AIM OF THE TASK
Find "the cloud bank" in the data, then restate the line it sits in and every later line word for word, ending with the last line.

MATERIAL FOR THE TASK
BEGIN
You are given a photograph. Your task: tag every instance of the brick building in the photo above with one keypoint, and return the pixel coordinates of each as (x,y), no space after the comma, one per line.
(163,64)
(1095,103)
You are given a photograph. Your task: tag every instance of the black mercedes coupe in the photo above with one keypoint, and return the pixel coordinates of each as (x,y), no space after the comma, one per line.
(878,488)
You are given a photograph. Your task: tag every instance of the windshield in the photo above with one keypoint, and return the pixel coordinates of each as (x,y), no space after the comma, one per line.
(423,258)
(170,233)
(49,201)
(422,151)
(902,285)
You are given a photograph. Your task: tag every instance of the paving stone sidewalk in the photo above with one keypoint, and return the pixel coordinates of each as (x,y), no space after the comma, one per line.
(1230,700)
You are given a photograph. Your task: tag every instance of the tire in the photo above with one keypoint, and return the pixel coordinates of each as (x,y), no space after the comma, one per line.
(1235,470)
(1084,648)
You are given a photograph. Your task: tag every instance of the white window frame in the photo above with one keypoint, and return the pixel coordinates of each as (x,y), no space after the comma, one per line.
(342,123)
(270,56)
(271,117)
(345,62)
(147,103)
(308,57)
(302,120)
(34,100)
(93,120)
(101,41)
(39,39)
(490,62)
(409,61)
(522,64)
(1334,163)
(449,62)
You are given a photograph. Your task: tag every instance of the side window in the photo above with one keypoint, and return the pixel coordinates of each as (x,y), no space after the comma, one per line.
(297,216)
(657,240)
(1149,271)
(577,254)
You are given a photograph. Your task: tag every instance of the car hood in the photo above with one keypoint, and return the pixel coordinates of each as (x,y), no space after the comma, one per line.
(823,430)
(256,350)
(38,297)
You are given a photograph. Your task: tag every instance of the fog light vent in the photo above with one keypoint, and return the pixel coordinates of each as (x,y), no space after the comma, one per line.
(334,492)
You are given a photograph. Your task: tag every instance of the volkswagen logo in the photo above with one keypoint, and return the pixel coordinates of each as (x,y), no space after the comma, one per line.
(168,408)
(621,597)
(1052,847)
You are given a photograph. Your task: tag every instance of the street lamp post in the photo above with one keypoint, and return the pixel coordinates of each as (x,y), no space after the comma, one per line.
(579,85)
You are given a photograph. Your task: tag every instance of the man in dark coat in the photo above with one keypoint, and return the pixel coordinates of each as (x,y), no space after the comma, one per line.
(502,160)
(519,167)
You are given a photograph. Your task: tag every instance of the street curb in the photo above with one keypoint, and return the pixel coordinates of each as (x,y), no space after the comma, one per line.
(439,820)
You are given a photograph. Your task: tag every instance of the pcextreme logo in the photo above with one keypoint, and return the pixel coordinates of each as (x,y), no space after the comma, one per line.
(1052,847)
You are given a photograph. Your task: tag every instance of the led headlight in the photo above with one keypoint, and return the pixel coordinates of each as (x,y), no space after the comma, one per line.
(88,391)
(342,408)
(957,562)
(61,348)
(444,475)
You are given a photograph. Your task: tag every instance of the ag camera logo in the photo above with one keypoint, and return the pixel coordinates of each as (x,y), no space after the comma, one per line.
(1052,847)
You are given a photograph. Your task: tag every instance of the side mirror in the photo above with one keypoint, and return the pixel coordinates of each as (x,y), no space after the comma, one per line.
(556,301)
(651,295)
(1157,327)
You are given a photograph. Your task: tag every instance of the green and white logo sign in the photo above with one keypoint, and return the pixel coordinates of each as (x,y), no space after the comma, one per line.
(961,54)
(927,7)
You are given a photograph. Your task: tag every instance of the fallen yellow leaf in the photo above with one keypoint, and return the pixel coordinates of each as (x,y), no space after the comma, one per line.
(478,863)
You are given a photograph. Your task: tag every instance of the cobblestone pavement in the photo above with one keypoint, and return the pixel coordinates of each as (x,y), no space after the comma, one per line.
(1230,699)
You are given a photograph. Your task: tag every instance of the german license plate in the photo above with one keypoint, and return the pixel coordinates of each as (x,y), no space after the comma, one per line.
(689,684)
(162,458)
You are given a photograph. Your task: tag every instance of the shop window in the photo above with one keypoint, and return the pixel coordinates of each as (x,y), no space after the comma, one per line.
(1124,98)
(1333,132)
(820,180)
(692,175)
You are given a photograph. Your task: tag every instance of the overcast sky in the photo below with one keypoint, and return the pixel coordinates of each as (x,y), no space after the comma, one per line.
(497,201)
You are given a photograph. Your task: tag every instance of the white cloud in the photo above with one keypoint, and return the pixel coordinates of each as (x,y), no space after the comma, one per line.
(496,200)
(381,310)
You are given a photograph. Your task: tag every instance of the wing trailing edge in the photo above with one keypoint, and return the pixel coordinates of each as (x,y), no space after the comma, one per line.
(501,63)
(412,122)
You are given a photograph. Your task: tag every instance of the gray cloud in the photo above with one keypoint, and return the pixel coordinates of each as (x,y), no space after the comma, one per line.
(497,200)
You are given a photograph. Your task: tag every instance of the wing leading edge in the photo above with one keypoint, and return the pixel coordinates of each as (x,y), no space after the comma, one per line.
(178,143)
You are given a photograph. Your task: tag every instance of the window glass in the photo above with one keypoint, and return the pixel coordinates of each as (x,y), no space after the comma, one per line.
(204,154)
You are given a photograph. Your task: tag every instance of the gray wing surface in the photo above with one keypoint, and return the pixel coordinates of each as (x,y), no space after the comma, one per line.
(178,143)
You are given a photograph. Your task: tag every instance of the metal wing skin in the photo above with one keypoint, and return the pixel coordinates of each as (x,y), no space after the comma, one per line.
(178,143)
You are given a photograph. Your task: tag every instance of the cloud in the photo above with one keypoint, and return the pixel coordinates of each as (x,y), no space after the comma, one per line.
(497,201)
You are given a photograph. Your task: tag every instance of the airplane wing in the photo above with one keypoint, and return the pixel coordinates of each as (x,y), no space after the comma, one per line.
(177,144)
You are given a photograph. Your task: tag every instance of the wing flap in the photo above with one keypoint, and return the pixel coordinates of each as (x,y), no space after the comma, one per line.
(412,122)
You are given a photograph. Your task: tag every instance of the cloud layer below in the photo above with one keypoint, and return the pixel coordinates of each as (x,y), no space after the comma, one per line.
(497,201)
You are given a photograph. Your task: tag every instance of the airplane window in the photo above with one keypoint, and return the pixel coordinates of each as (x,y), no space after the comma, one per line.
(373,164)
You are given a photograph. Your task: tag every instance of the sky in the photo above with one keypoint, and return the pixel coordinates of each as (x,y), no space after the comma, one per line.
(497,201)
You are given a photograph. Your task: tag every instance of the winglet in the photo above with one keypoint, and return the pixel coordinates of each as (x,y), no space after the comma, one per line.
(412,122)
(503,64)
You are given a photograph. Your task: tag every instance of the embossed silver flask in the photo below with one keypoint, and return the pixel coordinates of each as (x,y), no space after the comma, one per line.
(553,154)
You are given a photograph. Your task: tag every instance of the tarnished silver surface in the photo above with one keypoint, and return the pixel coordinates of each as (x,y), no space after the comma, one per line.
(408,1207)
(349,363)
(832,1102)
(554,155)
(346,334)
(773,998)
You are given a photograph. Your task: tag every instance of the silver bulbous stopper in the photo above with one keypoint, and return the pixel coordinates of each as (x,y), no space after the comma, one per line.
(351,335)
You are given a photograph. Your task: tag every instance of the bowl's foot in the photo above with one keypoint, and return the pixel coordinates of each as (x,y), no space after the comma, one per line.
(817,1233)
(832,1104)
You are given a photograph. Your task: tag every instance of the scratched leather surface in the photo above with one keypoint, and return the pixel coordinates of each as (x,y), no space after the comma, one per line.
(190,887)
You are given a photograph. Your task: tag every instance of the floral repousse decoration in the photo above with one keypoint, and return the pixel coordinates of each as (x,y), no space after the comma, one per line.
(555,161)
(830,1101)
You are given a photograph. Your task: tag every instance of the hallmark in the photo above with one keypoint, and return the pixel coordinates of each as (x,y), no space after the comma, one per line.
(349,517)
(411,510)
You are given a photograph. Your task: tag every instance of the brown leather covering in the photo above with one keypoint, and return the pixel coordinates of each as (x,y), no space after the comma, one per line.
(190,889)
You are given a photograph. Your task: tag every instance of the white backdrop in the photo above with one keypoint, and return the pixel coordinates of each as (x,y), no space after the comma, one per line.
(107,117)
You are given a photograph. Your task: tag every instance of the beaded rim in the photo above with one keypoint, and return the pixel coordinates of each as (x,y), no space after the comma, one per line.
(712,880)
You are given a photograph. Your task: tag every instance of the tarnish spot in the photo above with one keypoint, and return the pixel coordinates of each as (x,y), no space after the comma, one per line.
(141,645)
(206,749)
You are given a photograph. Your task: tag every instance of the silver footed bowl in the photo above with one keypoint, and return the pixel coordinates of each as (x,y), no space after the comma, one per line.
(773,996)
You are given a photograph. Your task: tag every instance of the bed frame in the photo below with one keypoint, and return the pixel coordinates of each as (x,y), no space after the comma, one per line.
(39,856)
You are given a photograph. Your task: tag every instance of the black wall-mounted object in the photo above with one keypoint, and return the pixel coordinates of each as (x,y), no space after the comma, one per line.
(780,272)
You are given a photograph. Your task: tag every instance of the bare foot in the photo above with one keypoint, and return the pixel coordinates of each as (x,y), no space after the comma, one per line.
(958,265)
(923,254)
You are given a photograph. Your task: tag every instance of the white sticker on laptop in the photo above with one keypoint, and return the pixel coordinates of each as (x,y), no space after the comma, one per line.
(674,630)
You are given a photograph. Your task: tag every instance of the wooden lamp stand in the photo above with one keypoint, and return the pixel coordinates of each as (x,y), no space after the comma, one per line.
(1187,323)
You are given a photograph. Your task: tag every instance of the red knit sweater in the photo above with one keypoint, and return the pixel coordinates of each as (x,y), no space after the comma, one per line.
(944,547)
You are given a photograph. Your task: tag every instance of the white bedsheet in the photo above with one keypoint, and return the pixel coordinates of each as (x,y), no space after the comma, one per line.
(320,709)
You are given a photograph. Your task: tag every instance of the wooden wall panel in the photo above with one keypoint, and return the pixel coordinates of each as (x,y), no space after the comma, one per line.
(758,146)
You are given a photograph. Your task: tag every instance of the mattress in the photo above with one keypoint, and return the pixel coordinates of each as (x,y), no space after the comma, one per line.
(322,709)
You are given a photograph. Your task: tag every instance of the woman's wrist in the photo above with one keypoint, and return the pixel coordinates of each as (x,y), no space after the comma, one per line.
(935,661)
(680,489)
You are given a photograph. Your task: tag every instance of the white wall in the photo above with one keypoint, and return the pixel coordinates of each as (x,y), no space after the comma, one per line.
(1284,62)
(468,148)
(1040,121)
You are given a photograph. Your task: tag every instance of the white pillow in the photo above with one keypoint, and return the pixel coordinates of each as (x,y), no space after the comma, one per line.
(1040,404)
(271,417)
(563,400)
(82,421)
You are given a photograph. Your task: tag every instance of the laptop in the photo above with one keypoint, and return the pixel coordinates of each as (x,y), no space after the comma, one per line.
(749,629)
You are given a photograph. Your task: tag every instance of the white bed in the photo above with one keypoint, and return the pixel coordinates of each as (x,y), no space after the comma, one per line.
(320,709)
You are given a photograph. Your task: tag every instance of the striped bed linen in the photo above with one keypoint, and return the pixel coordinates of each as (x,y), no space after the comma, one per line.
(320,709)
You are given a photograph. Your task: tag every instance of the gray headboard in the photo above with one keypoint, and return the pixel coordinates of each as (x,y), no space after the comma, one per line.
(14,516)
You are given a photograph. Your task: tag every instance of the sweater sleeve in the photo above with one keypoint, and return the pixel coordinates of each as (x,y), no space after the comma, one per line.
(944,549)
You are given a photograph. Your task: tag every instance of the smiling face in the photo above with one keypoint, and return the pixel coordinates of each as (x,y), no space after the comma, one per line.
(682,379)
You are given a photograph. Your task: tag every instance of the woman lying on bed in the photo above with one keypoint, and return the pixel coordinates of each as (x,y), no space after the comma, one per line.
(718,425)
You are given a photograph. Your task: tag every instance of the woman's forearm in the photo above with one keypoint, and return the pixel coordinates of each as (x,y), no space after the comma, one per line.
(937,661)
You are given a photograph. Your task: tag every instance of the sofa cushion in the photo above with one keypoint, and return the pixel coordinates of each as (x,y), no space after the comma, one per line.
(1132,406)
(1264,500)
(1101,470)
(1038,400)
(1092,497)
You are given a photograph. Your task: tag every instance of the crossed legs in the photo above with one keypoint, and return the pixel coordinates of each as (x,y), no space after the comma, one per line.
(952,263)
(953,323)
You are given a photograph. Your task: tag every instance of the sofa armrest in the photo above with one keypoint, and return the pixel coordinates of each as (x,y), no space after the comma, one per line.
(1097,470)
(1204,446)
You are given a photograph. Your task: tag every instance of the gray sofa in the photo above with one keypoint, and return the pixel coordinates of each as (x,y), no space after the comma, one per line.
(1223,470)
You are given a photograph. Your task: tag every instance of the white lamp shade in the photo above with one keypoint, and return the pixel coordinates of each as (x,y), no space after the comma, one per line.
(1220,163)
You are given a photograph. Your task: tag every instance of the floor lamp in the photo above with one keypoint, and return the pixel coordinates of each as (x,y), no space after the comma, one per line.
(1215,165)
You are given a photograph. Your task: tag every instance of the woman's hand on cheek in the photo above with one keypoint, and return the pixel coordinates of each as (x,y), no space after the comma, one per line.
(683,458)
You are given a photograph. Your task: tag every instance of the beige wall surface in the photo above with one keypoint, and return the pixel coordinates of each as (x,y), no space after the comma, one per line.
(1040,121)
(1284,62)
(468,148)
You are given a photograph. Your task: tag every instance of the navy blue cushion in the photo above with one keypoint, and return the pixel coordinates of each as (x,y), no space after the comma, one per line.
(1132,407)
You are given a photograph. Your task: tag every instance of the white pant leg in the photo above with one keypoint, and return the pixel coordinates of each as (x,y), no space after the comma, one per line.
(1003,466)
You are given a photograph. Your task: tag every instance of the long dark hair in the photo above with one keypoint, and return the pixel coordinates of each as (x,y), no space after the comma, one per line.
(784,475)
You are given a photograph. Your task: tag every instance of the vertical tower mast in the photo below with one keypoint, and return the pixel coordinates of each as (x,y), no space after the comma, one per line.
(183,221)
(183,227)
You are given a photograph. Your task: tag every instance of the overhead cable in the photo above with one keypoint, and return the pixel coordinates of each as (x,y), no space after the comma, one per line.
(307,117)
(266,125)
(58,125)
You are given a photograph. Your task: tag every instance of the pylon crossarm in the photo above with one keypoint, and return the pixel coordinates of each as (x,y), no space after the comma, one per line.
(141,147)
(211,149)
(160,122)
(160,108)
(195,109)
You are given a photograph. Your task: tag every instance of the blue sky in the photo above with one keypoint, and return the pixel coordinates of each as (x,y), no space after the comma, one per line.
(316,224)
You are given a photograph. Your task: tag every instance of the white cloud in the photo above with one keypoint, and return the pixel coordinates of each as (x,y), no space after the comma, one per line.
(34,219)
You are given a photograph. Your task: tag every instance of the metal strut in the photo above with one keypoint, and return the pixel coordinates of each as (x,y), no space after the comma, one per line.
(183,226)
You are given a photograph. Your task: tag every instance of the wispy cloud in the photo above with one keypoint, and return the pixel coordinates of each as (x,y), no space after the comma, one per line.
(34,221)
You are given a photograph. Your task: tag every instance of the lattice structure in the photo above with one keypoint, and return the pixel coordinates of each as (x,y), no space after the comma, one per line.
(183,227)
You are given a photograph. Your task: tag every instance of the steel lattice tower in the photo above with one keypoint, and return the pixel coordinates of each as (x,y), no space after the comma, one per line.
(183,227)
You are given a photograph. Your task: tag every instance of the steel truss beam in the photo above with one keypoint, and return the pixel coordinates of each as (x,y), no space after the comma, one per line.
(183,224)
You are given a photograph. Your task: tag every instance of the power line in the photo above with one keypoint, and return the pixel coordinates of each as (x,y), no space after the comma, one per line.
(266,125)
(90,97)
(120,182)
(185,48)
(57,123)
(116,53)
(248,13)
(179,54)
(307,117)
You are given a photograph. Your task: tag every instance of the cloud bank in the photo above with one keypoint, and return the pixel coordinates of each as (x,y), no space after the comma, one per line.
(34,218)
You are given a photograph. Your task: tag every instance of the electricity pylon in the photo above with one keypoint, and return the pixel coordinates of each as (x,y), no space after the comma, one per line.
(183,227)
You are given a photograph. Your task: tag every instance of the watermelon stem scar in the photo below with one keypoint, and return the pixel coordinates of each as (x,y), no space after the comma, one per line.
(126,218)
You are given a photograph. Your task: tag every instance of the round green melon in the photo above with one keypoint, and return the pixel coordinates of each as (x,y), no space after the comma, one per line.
END
TASK SOLUTION
You are given a photograph. Your task: tag every instance of the cloud bank in the photo above with one keypoint, and return the pixel coordinates of each as (x,y), no space after the comma, one per line.
(34,218)
You are given a photograph. Your task: tag every instance of the electricity pylon in the photo above with one keypoint, and return the pixel coordinates of each as (x,y), no space after the comma, one per line.
(183,227)
You are given a photograph. Your task: tag every instance of the watermelon stem scar in the photo below with one keypoint, and return the pixel coordinates of each as (x,y), no space after the comma, one per line.
(126,218)
You are given a photograph. Your task: tag every instance of the round green melon in the photo above with one keypoint, and return the pixel coordinates of each as (x,y), no space after the comma, one per line.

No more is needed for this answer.